[Provided text]
Sunday

June 16th, 2024

Diversions

The state of the art

Alexandra Paskhaver

By Alexandra Paskhaver

Published May 23, 2024

The state of the art
I went to the Metropolitan Museum of Art yesterday and was once again shocked to not see myself featured.

It's been two years since I sent the Met an email and they still haven't responded. I'm beginning to think they don't want to exhibit my work.

Now, I'm no da Vinci, but neither is anybody else. Da Vinci had the monopoly on being himself, so I figure it's no issue that neither I nor my paintings come up to his level.

You don't even have to be da Vinci for your work to earn as much money at auction as his does. Jackson Pollock made millions by slapping some paint on a canvas and calling it a day.

If anything, I'm an even better bargain than Pollock. When I make a sandwich, I drip mustard all over the kitchen floor, but you don't have to pay me extra for name recognition.

How come I don't get praised when I do a bad job cooking? If it's modern art, I ought to have doubled the value of my house.

Maybe the art world has changed. Back in the day — here I'm talking about 150 years ago — redefining boundaries meant drawing instead of painting. It was celebrated.

Today, if I redefine mornings by refusing to work, I'm considered lazy. Call me bitter, but I sense a slight contradiction.

Yet apparently, laziness sells, too. Just look at the blank canvases that The Kunsten Museum of Modern Art exhibited back in 2021.

You know what that exhibition was called? "Take the Money and Run." No kidding.

Now I'm sure that the really good stuff breaks limits, not the bank. Or maybe it's the other way around.

I thought you had to paint Sistine-Chapel-level creations (as done by da Vinci, unless I'm wrong, which happens about once a decade) to stand a chance of making a few bucks.

[Short task]
Continue the humor column about the art world from its last sentence, keeping its wry first-person voice.

[Data]
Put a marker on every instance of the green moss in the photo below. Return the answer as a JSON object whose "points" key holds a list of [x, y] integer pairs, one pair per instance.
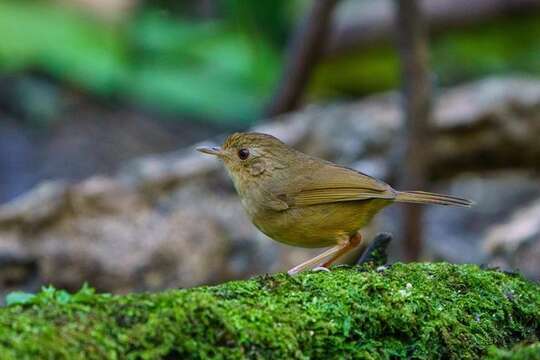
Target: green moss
{"points": [[410, 311], [519, 352]]}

[Exercise result]
Nah. Turns out you can just tape a banana to a wall and walk away with a cool quarter-million.

I'm just kicking myself for not picking up on this sooner. In the time it took me to realize I don't actually need technical ability to make money, I could have taped up a whole fruit basket.

Admittedly, I may not be the best judge of what makes stuff worth seeing.

All you have to do is say the mask scene from "Predator" shows creative genius and suddenly people think you don't understand art.

So maybe I shouldn't be so critical. Maybe I just don't understand what these creators are trying to convey.

I've heard the argument that modern art strips things down to their essentials. I've even heard that art can be anything, so long as it means something to the viewer.

All it needs to do is evoke an emotional response.

Running out of mustard to put on a sandwich evokes an emotional response from me, but I'm guessing that's not what most people consider artistic.

Still, what's art if it doesn't break boundaries? The next time you visit The Met, I would be honored—embarrassed, but also honored—if you surreptitiously taped this column to the wall.

Given the plethora of stuff of questionable value in there, they might even put a display case around it. I'm sure that would cut the mustard.

Alexandra Paskhaver is a software engineer and writer. Both jobs require knowing where to stick semicolons, but she's never quite; figured; it; out.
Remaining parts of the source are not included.